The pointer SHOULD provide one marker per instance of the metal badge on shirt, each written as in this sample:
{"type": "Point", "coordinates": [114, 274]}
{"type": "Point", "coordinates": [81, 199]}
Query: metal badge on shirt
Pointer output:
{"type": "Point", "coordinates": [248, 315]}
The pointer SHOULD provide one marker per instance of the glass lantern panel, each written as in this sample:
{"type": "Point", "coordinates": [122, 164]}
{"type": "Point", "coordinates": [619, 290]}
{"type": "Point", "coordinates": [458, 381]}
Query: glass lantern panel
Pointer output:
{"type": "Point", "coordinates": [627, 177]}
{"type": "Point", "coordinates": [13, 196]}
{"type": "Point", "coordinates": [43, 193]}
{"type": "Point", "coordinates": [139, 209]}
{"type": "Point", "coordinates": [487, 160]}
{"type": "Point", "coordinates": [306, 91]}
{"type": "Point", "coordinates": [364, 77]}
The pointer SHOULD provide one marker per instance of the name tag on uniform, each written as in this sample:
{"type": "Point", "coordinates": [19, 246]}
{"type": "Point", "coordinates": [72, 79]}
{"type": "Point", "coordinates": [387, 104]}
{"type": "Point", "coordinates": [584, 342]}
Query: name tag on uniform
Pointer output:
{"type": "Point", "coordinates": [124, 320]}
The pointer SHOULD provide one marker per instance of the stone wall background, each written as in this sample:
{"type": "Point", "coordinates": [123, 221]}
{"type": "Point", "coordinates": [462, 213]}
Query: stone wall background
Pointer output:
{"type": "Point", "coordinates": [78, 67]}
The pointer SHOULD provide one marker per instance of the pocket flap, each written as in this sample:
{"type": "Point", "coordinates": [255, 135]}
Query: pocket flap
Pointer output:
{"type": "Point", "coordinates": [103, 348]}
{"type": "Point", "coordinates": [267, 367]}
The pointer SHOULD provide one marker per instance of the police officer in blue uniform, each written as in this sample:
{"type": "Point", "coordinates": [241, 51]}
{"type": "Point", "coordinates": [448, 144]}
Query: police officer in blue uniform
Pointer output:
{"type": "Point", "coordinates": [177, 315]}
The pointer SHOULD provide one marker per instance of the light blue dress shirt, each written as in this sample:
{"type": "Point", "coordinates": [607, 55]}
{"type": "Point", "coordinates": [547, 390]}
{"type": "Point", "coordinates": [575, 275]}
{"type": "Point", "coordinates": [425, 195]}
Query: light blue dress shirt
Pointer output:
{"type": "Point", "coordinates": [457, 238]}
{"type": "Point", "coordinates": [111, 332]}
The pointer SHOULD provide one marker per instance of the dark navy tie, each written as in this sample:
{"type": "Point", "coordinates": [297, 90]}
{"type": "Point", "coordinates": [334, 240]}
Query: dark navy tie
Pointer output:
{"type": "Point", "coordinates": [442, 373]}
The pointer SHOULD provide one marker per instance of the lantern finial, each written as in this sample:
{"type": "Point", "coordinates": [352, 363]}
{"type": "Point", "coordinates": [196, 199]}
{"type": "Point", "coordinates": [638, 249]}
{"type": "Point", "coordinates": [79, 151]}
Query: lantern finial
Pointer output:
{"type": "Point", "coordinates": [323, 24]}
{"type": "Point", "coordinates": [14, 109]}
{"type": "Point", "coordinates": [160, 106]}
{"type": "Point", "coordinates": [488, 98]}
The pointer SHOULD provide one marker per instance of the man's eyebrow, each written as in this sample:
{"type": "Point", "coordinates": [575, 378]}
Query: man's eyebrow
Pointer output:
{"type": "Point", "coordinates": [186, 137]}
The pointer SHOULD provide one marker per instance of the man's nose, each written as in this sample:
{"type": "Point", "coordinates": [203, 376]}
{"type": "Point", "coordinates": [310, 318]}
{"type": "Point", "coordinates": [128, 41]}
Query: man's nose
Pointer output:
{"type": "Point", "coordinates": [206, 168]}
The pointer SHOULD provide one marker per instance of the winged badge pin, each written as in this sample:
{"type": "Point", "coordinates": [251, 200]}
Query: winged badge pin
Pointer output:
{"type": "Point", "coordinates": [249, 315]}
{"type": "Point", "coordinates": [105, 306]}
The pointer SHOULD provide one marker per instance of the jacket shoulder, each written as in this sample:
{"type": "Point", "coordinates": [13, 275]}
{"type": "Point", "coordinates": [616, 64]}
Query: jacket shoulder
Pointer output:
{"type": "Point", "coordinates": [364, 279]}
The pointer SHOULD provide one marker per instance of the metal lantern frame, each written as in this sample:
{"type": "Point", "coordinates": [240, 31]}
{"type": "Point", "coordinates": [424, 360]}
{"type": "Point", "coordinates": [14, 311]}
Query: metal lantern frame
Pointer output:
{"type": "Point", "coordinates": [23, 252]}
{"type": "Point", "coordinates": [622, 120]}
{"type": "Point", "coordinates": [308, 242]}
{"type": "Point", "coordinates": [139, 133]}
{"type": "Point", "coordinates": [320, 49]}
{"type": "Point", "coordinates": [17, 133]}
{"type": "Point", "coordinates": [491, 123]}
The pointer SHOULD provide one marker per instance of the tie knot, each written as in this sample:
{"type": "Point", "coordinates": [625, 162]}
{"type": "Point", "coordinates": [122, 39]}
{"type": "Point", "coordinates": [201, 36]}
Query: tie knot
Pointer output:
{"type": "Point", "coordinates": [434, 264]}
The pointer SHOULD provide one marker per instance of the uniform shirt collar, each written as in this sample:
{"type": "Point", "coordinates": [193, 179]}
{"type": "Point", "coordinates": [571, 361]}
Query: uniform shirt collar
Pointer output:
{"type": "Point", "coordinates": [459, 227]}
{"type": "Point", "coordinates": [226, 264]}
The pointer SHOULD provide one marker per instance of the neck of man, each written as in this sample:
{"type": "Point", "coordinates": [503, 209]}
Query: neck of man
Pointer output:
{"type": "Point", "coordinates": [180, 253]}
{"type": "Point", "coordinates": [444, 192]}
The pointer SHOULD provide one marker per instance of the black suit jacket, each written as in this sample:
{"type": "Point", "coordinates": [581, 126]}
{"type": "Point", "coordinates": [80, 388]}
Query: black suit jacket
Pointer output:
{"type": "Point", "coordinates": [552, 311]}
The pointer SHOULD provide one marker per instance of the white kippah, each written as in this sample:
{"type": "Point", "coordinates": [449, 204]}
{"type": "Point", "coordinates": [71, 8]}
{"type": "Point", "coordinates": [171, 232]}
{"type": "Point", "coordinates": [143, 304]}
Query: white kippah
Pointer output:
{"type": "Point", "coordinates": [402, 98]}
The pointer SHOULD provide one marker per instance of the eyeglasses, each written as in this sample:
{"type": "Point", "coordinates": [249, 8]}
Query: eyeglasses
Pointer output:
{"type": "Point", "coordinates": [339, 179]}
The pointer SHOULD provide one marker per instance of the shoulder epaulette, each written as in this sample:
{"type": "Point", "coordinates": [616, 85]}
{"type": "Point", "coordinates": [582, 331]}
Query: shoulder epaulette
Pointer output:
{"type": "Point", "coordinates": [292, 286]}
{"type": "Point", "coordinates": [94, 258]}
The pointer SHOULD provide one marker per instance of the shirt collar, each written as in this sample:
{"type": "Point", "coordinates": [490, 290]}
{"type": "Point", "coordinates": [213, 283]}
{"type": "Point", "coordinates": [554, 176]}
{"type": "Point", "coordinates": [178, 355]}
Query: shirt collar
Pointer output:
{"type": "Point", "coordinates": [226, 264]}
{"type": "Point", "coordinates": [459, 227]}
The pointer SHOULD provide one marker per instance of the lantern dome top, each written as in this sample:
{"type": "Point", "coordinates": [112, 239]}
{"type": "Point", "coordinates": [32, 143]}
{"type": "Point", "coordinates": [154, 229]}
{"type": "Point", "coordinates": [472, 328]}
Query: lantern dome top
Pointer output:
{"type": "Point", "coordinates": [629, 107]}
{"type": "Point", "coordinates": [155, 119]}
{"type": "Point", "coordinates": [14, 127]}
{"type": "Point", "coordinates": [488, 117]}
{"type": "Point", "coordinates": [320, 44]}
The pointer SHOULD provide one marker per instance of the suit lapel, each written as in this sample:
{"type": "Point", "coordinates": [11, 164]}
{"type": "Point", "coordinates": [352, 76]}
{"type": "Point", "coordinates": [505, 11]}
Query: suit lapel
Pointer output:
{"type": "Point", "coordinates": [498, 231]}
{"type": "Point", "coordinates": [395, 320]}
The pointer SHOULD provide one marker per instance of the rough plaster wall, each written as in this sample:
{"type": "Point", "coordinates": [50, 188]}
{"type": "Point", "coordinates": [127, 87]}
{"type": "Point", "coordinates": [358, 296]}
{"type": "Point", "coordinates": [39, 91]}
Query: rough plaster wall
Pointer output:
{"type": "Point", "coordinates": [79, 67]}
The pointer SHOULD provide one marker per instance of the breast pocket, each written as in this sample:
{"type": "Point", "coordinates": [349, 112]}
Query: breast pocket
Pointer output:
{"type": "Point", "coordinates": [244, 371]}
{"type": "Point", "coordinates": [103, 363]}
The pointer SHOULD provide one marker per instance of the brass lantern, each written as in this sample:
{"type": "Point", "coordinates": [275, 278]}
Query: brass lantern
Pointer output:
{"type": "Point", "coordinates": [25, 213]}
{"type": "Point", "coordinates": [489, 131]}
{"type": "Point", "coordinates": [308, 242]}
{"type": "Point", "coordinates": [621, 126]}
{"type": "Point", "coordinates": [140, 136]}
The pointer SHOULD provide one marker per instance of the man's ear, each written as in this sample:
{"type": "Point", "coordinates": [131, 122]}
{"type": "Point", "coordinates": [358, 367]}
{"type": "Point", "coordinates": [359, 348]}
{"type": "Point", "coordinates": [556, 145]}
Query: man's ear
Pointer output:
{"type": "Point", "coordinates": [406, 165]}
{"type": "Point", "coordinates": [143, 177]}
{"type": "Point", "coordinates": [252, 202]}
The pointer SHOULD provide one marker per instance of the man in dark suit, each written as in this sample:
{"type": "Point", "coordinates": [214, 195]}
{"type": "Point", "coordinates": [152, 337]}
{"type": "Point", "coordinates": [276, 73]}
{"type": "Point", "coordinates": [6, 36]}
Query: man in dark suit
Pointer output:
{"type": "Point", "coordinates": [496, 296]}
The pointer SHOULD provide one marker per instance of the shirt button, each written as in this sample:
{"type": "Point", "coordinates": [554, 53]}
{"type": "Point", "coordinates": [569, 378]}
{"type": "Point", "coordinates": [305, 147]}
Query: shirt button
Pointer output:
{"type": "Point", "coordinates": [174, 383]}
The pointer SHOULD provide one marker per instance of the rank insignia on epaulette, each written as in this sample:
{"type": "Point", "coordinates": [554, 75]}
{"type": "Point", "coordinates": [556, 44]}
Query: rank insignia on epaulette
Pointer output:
------------
#### What to work on
Set out the data from the line containing "dark suit, each" through the last line of the data, both included, as a Markdown table with the columns Row and Line, giving each line its own numbered row and leaving out blank lines.

#### Answer in full
| Row | Line |
|---|---|
| 1 | The pointer SHOULD provide one marker per instance of the man in dark suit, each written as in this sample: |
| 2 | {"type": "Point", "coordinates": [214, 195]} |
| 3 | {"type": "Point", "coordinates": [152, 337]} |
| 4 | {"type": "Point", "coordinates": [276, 73]} |
| 5 | {"type": "Point", "coordinates": [6, 36]} |
| 6 | Query: man in dark suit |
| 7 | Pointer output: |
| 8 | {"type": "Point", "coordinates": [496, 296]} |
| 9 | The pointer SHOULD provide one marker per instance of the shirt button, each written as in this sample: |
| 10 | {"type": "Point", "coordinates": [554, 53]} |
| 11 | {"type": "Point", "coordinates": [569, 378]} |
| 12 | {"type": "Point", "coordinates": [305, 147]} |
| 13 | Query: shirt button |
| 14 | Pointer output: |
| 15 | {"type": "Point", "coordinates": [174, 383]} |
| 16 | The pointer SHOULD provide one marker per instance of the rank insignia on epaulette, each written as in this sample: |
| 17 | {"type": "Point", "coordinates": [554, 75]} |
| 18 | {"type": "Point", "coordinates": [556, 44]} |
| 19 | Query: rank insignia on epaulette |
| 20 | Pointer output: |